Solar has been making steady progress over the past few years. In some countries its costs are coming close to parity with those of energy produced from conventional sources.
But until now the breakthrough that would propel it from a miniscule share of the world’s energy generation to a big player has proved elusive.
Could siting installations of solar panels on water, where they could easily (and using little energy) be moved to catch the sun be the game changer renewable energy proponents have been waiting for?
It’s another of those, on the face of it, very promising ideas being thrown up by small, questing companies and researchers. Many will fail: will US company Pyron Solar be any different?
Pyron is testing a 20 kW installation of solar panels in San Diego which it hopes will generate electricity at higher efficiencies and lower costs than conventional flat-panel photovoltaic systems.
The panels sit on a body of water the size of a large swimming pool. A small 12 vote electric motor moves them around easily to follow the sun. Water is used as a passive coolant to disperse the heat generated by the photovoltaic cells to prevent overheating of critical system components, and for increased efficiency.

- [DATA]:
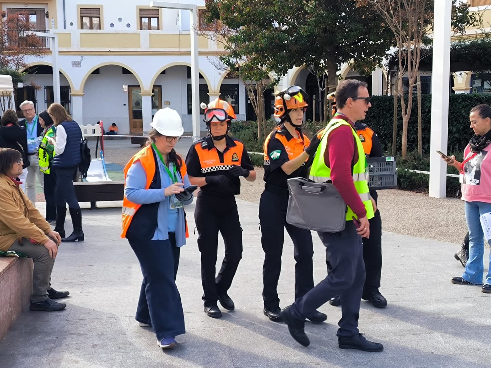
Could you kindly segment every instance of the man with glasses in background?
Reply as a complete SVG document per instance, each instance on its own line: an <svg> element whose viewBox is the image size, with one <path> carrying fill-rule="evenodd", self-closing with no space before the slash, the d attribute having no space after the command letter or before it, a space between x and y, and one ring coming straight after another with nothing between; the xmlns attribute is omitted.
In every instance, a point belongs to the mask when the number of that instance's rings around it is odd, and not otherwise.
<svg viewBox="0 0 491 368"><path fill-rule="evenodd" d="M37 149L39 138L43 132L43 127L39 124L39 118L36 113L34 103L26 101L21 104L21 110L26 118L25 125L27 135L27 154L30 164L27 167L27 177L26 181L26 191L27 197L36 205L36 178L37 178L44 189L42 173L39 171L39 161L37 157Z"/></svg>

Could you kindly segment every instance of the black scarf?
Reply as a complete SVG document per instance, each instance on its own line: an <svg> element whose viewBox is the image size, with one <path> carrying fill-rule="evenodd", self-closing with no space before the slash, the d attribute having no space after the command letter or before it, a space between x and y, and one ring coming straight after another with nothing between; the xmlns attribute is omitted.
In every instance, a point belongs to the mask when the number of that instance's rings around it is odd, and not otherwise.
<svg viewBox="0 0 491 368"><path fill-rule="evenodd" d="M483 148L491 143L491 131L484 135L474 134L469 141L469 147L473 153L480 152Z"/></svg>

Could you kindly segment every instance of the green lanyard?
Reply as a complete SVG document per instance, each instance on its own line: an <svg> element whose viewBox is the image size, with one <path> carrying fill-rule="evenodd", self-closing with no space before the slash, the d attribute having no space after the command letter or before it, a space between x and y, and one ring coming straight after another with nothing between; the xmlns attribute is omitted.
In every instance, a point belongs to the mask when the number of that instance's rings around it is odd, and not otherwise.
<svg viewBox="0 0 491 368"><path fill-rule="evenodd" d="M167 167L167 165L165 164L165 161L164 160L164 158L162 157L162 154L157 149L157 147L155 146L155 143L152 143L152 147L153 149L155 150L155 152L157 152L157 154L159 155L159 157L160 158L160 160L162 161L162 163L164 164L164 167L165 168L165 171L167 171L167 173L169 174L169 177L170 178L171 180L172 181L172 184L177 183L177 171L176 169L176 166L175 165L172 165L172 168L174 169L174 175L170 172L170 170L168 169Z"/></svg>
<svg viewBox="0 0 491 368"><path fill-rule="evenodd" d="M36 117L37 117L37 115L36 115ZM32 132L34 131L34 127L37 125L37 122L36 121L36 119L32 119L32 127L31 128L30 131L29 131L29 127L27 126L27 120L26 121L26 129L27 130L27 132L29 133L29 136L30 136L32 134Z"/></svg>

- [ACTION ITEM]:
Extend the article on Pyron Solar's water-based solar panels, picking up after its last sentence about water serving as a passive coolant.

- [EXPECTED ANSWER]:
Pyron President Stephanie Rosenthal told Jim Motavalli of the New York Times the installations would be suitable for calm rivers, ponds and man-made pools. They might also be put on reservoirs , or areas of wastewater, or even in the water hazards on golf courses. The panels, kept cool on hot days by the water, can be mounted low to the ground, so they don’t shade each other and can withstand high winds that could topple a tall solar tower, on a a very small “footprint”. The estimate is that a system on three acres could produce a megawatt of solar power.
Pyron uses an acrylic concentrating lens, which concentrate the sun’s rays on a small optical device, which then spreads the sunlight evenly over photovoltaic cells to generate electricity.
According to Pyron, the new technology has the potential to cut solar power costs by more than half, as compared with typical commercial rooftop flat-panel photovoltaic systems. The savings are due, in part, to the use of the concentrating optical devices, rather than more expensive semi-conductor material.